Segment Start: Document text
Memories of Bill
By the time I moved to this facility five years ago, Bill was already a resident. I never said much to him. He was gruff and cranky, so I tried to stay out of his way. I always thought, however, that his rough exterior was a defense.
The aides usually had to bribe Bill to get a shower. Unless they made him a deal he could not refuse, he would only get his hair and beard cut when the weather got warmer.
The aides said there was another side of Bill that loved babies and children. When they brought their children to visit, Bill would be all smiles talking to them.
One year the nurse manager wanted Bill to play Santa, even though he used a wheelchair. Bill was the right build and would have made a great Santa. The staff almost had him talked into it. Then, abruptly, Bill changed his mind and a friend of one of the staff played Santa that year.
One Christmas, Bill got a fruitcake in the mail. In order to make sure nothing happened to it, he carried it around with him 24/7 until he ate it all.
Bill smoked and then coughed because of it. He also suffered from congestive heart failure and cardiopulmonary disease. I thought he was in his late 70s, probably because his hair and beard were white.
Segment End: Document text
Segment Start: Dataset content
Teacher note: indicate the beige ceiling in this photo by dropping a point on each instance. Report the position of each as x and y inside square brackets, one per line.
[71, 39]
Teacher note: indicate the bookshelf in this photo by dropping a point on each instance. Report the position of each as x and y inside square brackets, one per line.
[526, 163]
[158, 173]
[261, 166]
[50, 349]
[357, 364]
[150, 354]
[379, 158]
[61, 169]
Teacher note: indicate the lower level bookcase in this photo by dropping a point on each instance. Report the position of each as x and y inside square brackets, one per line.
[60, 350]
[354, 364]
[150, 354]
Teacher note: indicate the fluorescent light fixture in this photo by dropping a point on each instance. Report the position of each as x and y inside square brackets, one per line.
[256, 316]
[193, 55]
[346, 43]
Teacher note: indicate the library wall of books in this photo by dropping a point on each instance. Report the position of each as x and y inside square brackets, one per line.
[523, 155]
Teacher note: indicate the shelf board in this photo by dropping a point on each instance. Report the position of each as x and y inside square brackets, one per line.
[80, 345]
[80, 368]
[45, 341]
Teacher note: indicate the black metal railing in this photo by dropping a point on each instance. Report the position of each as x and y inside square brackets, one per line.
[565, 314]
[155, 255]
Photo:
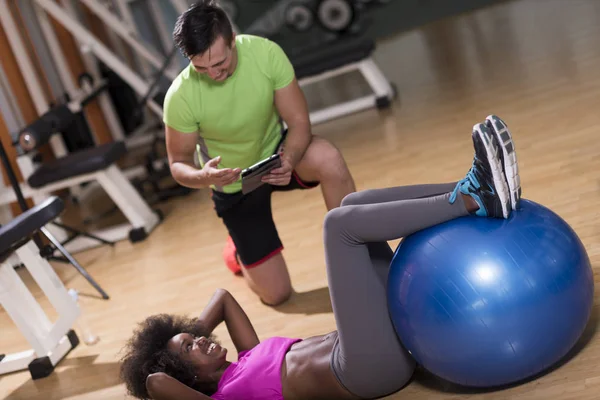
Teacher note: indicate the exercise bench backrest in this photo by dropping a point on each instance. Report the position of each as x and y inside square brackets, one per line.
[39, 132]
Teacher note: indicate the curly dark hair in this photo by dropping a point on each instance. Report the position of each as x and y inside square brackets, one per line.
[199, 26]
[146, 353]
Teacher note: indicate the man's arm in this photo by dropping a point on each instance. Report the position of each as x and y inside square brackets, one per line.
[181, 149]
[223, 307]
[293, 109]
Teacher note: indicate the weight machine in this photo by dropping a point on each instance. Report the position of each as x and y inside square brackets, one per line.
[339, 48]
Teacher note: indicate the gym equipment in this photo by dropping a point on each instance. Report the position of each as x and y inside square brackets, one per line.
[337, 51]
[299, 17]
[87, 165]
[489, 302]
[336, 15]
[342, 57]
[30, 223]
[50, 343]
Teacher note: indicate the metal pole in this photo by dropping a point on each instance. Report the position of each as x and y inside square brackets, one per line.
[138, 84]
[116, 129]
[128, 34]
[31, 79]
Segment End: Dataset content
_Work order 1_
Answer the following from the account of Bill, one line per answer, marked (a), (b), (c).
(a) What did the aides usually have to do to get Bill to take a shower?
(b) What did Bill receive in the mail one Christmas?
(c) Which two medical conditions did Bill suffer from?
_Work order 2_
Extend the account of Bill beyond its final sentence, keeping its voice and tone.

_Exercise answer 1_
(a) They usually had to bribe him.
(b) A fruitcake.
(c) Congestive heart failure and cardiopulmonary disease.

_Exercise answer 2_
In the past few months, however, Bill's cough became worse. The aides had a difficult time getting him to come to breakfast. Many days he was sitting at this breakfast table in the dining room sound asleep. On other days the aides roused him several times to encourage him to eat. On a couple of occasions he was so sound asleep that I fully expected him to pass away in the dining room.
Early last month, Bill was told if he agreed to get a shower, and let activities cut his hair and beard, he could go on a lunch outing to a Chinese buffet. Never one to turn down a treat, Bill agreed. He seemed to enjoy lunch, ate well, was not grumpy and did not cough or fall asleep.
At his last breakfast in the dining room, Bill was not doing well. His oxygen concentrator was beside him. After he ate what he could, his nurse helped him back to his room. That evening, during or right after supper, Bill passed away at age 69. Many of us miss the man with the grumpy exterior which enclosed a heart that warmed around children.